We've always had problems finding satisfactory wide angle lenses.  Almost all our lenses are Canon L series and we bought Canon in the first place in order to be able to use their first class perspective control lenses.  At the time we were shooting industry and architecture for clients and we have never liked converging verticals unless their is a creative reason for them.  It just doesn't look right, especially after about 25 years of shooting with technical cameras.


In the 1980's we were shooting a lot of off-shore work for oil companies, especially from helicopters and workboats.  35mm was then barely acceptable for that sort of commercial work so we looked for a medium format solution to dramatic wide angle/panoramic views with a hand-holdable, even from a helicopter, camera.  We bought Linhof Technoramas;  first the 6x17cm and then the 6x12cm and with the 6x12cm we found that, with its 135mm lens, it would give us the advantages of wide angle coverage without losing the scale of the subject.  Our clients loved the results from the Technorama.

One of our first helicopter shots with the Technorama, in this case the 6x17mm.  We found the 6x12cm even better.

- _Direction 1_: Please convert everything in the listing from the line containing "Draw the outline of every instance of the <item>brown" down to the end of the listing into a Markdown table with the columns No. and Entry, leaving out blank lines.
The listing that comes next has no connection to the passage on wide angle lenses.

- _Records for the exercise_:
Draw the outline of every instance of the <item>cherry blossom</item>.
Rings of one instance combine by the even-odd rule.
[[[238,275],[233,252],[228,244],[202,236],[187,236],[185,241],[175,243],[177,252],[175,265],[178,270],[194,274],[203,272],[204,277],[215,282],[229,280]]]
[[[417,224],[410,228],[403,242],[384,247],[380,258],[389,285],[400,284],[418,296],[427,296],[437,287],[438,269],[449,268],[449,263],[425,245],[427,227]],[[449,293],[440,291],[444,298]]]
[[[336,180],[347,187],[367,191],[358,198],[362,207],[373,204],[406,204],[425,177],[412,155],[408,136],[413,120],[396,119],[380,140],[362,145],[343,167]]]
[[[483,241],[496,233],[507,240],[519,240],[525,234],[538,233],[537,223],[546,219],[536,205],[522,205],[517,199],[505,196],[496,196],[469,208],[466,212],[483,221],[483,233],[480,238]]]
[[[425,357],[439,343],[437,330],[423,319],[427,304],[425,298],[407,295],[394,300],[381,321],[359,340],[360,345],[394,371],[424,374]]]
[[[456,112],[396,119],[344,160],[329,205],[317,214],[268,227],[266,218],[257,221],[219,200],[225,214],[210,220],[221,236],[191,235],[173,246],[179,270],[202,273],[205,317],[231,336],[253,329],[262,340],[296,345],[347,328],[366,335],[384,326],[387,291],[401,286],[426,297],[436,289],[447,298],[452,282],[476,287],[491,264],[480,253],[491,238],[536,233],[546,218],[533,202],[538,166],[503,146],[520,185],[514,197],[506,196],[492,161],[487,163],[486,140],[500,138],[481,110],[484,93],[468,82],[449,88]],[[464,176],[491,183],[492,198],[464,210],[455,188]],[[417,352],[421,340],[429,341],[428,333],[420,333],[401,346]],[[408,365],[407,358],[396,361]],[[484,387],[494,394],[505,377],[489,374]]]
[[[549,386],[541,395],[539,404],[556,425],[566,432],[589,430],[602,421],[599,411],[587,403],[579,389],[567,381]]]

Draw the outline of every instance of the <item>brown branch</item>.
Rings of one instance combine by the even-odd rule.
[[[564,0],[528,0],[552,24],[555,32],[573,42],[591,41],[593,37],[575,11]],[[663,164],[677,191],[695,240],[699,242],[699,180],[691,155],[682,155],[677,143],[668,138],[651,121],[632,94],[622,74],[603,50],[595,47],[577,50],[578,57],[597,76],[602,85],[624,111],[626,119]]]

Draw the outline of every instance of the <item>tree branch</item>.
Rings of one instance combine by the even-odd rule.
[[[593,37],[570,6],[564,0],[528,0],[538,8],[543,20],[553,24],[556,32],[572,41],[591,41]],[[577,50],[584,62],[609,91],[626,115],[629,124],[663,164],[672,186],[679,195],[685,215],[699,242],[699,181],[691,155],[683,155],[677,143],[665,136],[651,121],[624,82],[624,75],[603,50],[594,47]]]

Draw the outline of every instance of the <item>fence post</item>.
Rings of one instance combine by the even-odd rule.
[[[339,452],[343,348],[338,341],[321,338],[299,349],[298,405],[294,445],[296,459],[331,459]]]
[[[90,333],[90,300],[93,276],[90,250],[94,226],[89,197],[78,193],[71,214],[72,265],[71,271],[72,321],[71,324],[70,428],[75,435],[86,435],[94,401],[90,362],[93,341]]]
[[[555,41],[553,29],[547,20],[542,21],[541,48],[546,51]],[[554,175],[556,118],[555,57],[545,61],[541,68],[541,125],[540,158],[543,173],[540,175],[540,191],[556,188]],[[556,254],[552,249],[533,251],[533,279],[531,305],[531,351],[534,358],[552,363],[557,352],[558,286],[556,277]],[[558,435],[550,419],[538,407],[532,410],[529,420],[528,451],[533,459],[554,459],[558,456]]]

- _Direction 2_:
Answer these questions using the passage on wide angle lenses:
(a) For roughly how many years had the writers been shooting with technical cameras?
(b) Which Technorama format did they buy first?
(c) What lens did the 6x12cm Technorama have?

- _Full solution 1_:
| No. | Entry |
|---|---|
| 1 | Draw the outline of every instance of the <item>brown branch</item>. |
| 2 | Rings of one instance combine by the even-odd rule. |
| 3 | [[[564,0],[528,0],[552,24],[555,32],[573,42],[591,41],[593,37],[575,11]],[[663,164],[677,191],[695,240],[699,242],[699,180],[691,155],[682,155],[677,143],[668,138],[651,121],[632,94],[622,74],[603,50],[595,47],[577,50],[578,57],[597,76],[602,85],[624,111],[626,119]]] |
| 4 | Draw the outline of every instance of the <item>tree branch</item>. |
| 5 | Rings of one instance combine by the even-odd rule. |
| 6 | [[[593,37],[570,6],[564,0],[528,0],[538,8],[543,20],[553,24],[556,32],[572,41],[591,41]],[[577,50],[584,62],[609,91],[626,115],[629,124],[663,164],[672,186],[679,195],[685,215],[699,242],[699,181],[691,155],[683,155],[677,143],[665,136],[651,121],[624,82],[624,75],[603,50],[594,47]]] |
| 7 | Draw the outline of every instance of the <item>fence post</item>. |
| 8 | Rings of one instance combine by the even-odd rule. |
| 9 | [[[339,452],[343,348],[338,341],[321,338],[299,349],[298,405],[294,445],[296,459],[331,459]]] |
| 10 | [[[90,333],[90,300],[93,276],[90,250],[94,226],[89,197],[78,193],[71,214],[72,265],[71,271],[72,321],[71,324],[70,428],[75,435],[86,435],[94,401],[90,362],[93,341]]] |
| 11 | [[[555,41],[553,29],[547,20],[542,21],[541,48],[546,51]],[[554,175],[556,118],[555,57],[545,61],[541,68],[541,125],[540,158],[543,173],[540,175],[540,191],[556,188]],[[556,254],[552,249],[533,251],[533,279],[531,305],[531,351],[534,358],[552,363],[557,352],[558,286],[556,277]],[[558,435],[550,419],[538,407],[532,410],[529,420],[528,451],[533,459],[554,459],[558,456]]] |

- _Full solution 2_:
(a) About 25 years.
(b) The 6x17cm.
(c) A 135mm lens.